═════ Given records

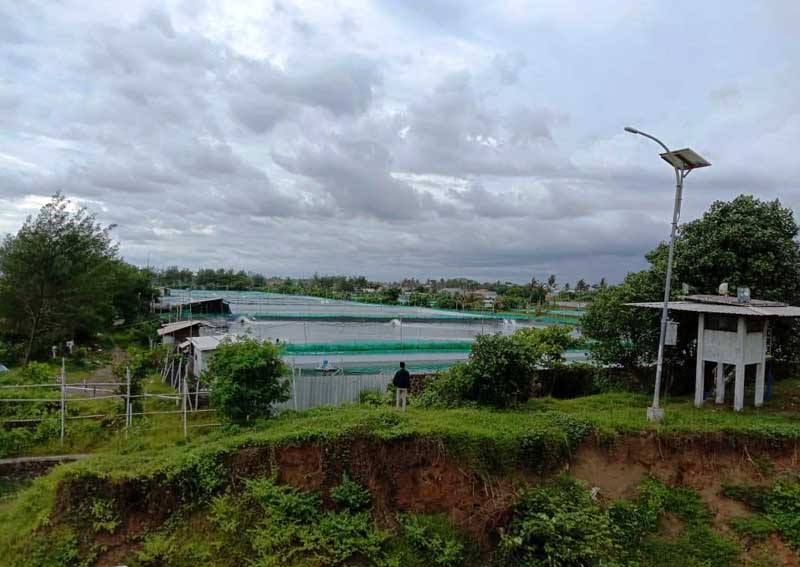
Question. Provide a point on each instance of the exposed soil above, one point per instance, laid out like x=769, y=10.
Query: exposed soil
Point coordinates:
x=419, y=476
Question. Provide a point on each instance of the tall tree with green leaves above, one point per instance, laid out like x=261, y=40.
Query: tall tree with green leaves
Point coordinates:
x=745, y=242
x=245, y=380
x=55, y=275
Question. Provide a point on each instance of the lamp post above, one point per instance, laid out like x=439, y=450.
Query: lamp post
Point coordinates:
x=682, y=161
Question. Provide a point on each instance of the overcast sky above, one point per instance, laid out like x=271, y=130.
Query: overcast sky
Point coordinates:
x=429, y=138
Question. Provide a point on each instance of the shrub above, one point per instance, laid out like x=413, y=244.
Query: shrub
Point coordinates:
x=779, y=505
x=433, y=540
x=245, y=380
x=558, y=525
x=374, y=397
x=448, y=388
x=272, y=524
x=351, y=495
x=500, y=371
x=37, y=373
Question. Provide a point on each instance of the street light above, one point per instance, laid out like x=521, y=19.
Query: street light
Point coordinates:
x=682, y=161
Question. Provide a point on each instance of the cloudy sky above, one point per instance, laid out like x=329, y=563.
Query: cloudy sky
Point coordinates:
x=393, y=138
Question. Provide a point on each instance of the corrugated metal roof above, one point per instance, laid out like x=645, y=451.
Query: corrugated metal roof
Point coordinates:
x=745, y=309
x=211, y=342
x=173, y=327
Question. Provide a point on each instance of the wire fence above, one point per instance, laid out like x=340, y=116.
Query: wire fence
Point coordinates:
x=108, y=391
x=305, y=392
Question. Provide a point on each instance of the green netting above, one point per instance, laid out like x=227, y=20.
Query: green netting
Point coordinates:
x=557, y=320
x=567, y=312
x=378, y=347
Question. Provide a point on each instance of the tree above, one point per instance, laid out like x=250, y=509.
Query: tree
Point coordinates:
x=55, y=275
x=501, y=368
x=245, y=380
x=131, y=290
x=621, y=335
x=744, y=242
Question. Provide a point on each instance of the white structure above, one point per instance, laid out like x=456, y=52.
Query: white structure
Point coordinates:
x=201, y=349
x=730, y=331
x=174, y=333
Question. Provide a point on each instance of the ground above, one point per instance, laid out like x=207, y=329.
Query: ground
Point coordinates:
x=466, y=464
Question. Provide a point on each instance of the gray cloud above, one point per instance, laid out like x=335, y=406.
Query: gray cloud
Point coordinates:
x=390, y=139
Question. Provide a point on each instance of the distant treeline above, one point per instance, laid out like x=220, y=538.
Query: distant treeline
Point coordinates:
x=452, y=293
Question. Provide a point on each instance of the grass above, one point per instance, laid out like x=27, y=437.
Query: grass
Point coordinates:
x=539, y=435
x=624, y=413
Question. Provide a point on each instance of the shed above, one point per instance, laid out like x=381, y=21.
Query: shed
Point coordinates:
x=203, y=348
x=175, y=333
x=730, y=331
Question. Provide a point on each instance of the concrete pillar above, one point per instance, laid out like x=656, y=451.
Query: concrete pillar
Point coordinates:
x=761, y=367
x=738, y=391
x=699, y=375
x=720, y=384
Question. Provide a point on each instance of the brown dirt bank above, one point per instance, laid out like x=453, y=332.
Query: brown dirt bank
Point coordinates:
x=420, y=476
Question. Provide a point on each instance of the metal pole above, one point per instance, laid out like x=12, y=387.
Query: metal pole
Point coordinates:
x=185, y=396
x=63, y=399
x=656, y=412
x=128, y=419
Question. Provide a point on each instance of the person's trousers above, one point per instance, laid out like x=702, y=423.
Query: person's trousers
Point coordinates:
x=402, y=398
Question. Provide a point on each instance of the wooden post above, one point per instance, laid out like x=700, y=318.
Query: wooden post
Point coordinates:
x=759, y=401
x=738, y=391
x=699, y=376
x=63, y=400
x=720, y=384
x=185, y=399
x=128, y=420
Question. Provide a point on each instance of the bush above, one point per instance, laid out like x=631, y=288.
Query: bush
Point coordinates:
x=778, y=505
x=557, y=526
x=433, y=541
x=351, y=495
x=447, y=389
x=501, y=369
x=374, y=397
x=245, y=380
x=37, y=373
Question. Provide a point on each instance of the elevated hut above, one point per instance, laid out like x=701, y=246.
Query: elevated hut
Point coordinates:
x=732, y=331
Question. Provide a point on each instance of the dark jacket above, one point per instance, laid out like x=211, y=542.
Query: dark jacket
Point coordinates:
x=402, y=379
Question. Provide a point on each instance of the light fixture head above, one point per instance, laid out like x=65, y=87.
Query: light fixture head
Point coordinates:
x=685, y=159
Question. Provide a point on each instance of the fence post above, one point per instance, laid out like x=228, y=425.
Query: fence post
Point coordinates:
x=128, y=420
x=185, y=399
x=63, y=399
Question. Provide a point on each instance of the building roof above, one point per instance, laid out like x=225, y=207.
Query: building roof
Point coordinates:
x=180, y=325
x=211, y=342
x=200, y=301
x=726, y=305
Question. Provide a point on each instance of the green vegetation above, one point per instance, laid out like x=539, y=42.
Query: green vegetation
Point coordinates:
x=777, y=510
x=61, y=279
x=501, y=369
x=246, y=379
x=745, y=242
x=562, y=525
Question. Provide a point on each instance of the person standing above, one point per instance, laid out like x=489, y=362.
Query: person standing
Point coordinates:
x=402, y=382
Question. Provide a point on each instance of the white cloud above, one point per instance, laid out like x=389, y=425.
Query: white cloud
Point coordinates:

══════════

> [Goal of the exercise] Search the data for the string "tall" and copy out every line where it is found.

> [Answer space]
Question. Provide a point on each instance of the tall tree with green leaves above, one point per instance, laid out like x=261, y=40.
Query: tall tree with green leaves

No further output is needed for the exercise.